EXCERPT PROVIDED
How they work for people and wildlife

Streams need a steady “diet” of water, dirt, rocks and wood. These natural elements wash down during floods and slow a stream’s flow, spreading water across the landscape where it can be stored longer between flood events. Each stream’s diet is unique, based on its location, size, and the surrounding climate.

Unfortunately, most of the streams in the western U.S. have been structurally starved of wood (largely from a lack of beaver activity) for the last two centuries. Many of our waterways now flow fast and straight rather than storing water in the valley bottoms and floodplains that create riparian habitat.

By slowing and spreading water, low-tech structures boost soil moisture retention and raise water tables. This, in turn, provides protein-rich forbs and insects for birds, ungulates, and other wildlife. Reconnecting floodplains improves both surface and groundwater availability, and also lessens the erosive energy of floods. Boosting soil moisture and vegetation production keeps restored areas cooler when temperatures soar.

DATA
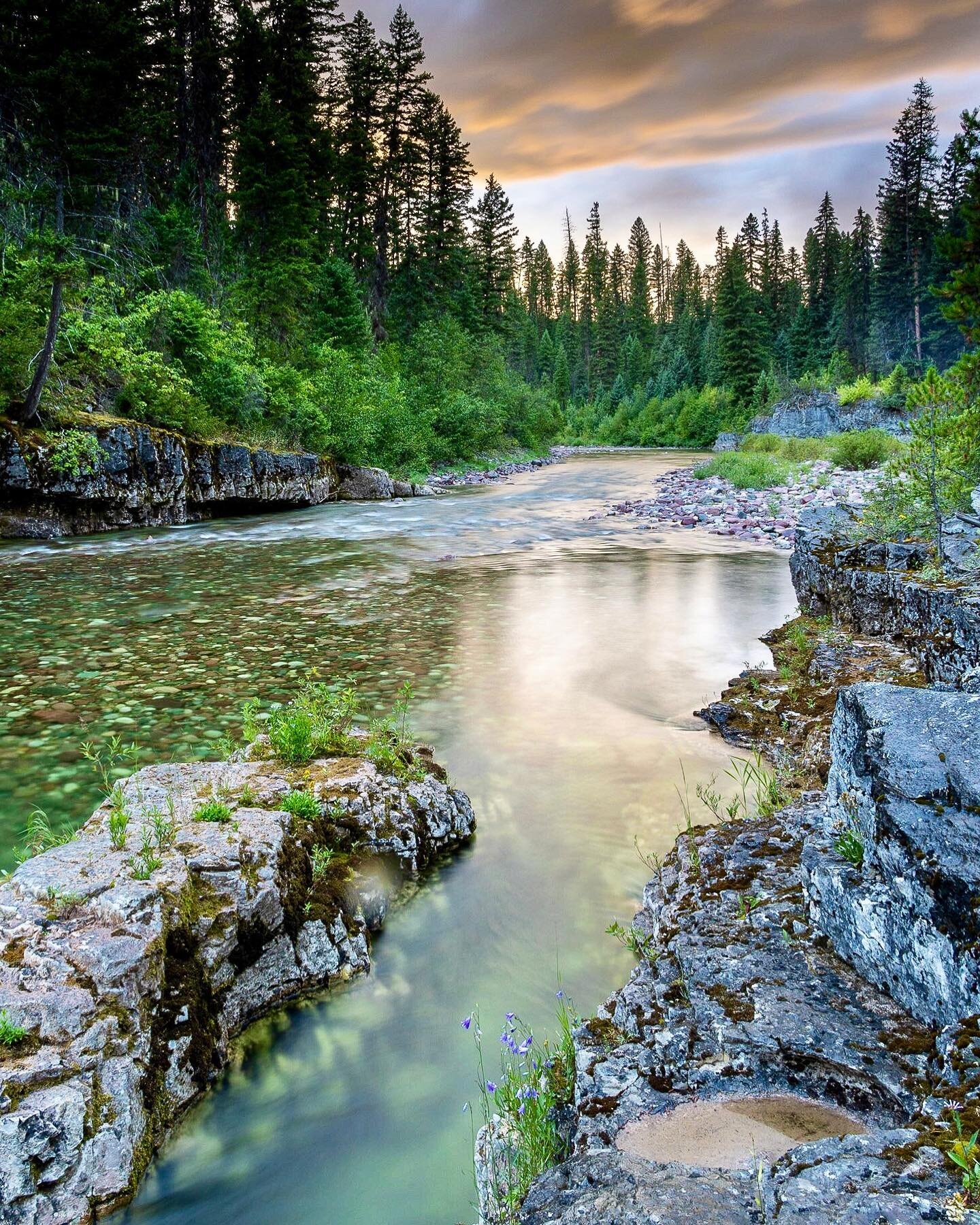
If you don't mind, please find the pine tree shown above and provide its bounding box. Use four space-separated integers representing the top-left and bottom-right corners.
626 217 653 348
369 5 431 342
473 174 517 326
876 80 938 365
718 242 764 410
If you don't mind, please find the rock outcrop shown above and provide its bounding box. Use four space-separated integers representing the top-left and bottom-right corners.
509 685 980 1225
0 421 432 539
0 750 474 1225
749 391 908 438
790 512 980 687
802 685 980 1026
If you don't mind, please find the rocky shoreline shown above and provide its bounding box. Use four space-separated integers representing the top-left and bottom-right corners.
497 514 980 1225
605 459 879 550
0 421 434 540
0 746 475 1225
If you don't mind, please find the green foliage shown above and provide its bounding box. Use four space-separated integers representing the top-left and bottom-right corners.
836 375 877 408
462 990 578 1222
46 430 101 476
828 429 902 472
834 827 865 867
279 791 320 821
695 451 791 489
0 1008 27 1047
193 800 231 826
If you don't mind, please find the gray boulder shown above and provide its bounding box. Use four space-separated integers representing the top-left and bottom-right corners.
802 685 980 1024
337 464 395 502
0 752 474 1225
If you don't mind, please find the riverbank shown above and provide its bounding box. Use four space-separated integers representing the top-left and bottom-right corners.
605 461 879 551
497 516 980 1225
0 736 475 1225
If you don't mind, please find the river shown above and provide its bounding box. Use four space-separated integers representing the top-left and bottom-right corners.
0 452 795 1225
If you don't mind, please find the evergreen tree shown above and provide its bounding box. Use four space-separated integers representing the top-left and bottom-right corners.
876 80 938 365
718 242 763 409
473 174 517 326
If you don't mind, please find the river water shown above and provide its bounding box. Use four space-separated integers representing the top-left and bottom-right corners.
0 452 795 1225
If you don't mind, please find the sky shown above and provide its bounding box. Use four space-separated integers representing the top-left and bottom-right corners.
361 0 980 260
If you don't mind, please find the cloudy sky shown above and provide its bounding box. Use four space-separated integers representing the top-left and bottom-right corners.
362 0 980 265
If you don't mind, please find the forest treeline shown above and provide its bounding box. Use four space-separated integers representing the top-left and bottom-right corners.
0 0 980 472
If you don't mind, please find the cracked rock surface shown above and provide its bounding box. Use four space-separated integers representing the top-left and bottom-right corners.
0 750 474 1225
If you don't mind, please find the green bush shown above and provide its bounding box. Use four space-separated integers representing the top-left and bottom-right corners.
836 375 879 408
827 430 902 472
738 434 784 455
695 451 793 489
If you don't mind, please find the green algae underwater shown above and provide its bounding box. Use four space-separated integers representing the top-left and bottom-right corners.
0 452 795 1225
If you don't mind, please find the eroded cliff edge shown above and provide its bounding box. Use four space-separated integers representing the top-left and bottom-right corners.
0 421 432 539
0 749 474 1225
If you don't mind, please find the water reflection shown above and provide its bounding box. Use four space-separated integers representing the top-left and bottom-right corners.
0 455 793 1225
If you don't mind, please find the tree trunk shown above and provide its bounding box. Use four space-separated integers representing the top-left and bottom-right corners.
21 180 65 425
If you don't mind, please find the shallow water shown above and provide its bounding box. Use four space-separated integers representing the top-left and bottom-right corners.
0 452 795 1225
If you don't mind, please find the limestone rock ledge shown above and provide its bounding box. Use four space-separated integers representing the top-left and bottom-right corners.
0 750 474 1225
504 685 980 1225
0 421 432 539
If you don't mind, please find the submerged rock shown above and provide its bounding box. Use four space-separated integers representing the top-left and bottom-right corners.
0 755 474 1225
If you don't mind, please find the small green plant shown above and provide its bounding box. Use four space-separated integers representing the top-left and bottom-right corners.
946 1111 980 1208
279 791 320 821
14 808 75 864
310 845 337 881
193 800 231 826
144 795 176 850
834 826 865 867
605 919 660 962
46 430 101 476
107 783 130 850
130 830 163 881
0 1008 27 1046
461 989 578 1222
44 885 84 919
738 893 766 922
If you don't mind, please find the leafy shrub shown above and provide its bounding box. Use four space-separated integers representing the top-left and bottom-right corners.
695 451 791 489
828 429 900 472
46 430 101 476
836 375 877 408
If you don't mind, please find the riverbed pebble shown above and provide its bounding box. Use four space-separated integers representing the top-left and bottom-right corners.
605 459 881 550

ASSIGNMENT
Answer these questions about the excerpt on streams:
(a) What four things make up a stream's "diet"?
(b) For how long have most streams in the western U.S. been structurally starved of wood?
(c) Besides improving surface and groundwater availability, what does reconnecting floodplains lessen?

SOLUTION FOR THIS TASK
(a) Water, dirt, rocks and wood.
(b) For the last two centuries.
(c) The erosive energy of floods.